[Excerpt provided Boundary: Start]
Blogger’s Conclusions:

  • From the doctors’ ground-level perspective face-to-face with individual patients, there are many nuances and technical challenges to eliminating low-value care. These obstacles reveal the fallacy entailed with trying to fix healthcare from inside the healthcare system. I claim that from a higher-altitude perspective focused from outside the system on the common good, these obstacles can be reframed as mere technicalities. Such technical details can eventually be entrusted back to the doctors to work out, but only after public leaders outside the system have first set out the broader goals and strategies for healthcare reform and cost control.
  • The doctors acknowledge that approaches like the “Choosing Wisely Campaign” will appropriately target low-value care. They also acknowledge availability of a range of policy options (like tiered formularies, utilization review, doctor-led guidelines, insurance incentives, etc) to do the job. Options could be tailored to each reform objective, and then would need to be deployed, monitored, and refined over time to ensure effectiveness in reining in costs and avoidance of unintended consequences.
  • The expert panelists expressed a laudable reluctance to insert cost considerations into their medical calculus for treating individual patients. This time honored principle not to financially exploit patients – or their insurers — goes back to Hippocrates’ time. This is one more reason that healthcare reform and cost control cannot reasonably be left to the doctors – that’s not their job!

Overall, the thoughtful academic medicine experts on the panel all validate that costs are the central problem with the American healthcare system. Their proposed solutions are all based on cost-benefit assessments of value, such as used in 1994 by the Oregon Health Plan. But their comments show that reform will need to come from outside the healthcare system, not from doctors alone.
[Excerpt provided Boundary: End]
[Listed records Boundary: Start]
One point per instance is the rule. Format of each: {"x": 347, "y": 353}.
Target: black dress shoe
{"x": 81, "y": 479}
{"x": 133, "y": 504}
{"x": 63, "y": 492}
[Listed records Boundary: End]
| Task set |
1. Using the blogger's conclusions on healthcare costs, answer these:
(a) Which campaign do the doctors acknowledge will appropriately target low-value care?
(b) How far back does the principle of not financially exploiting patients go?
(c) What used cost-benefit assessments of value in 1994?
2. Duplicate the part of the blogger's conclusions on healthcare costs from "Overall, the thoughtful" to "from doctors alone.".

| Outputs in order |
1.
(a) The "Choosing Wisely Campaign."
(b) To Hippocrates' time.
(c) The Oregon Health Plan.

2.
Overall, the thoughtful academic medicine experts on the panel all validate that costs are the central problem with the American healthcare system. Their proposed solutions are all based on cost-benefit assessments of value, such as used in 1994 by the Oregon Health Plan. But their comments show that reform will need to come from outside the healthcare system, not from doctors alone.